• [To do]:
Repeat the data. Keep each line identical.
╭─ Information
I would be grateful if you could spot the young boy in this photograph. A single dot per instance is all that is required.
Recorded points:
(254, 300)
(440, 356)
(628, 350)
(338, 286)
╰─
• [Answer to this exercise]:
I would be grateful if you could spot the young boy in this photograph. A single dot per instance is all that is required.
Recorded points:
(254, 300)
(440, 356)
(628, 350)
(338, 286)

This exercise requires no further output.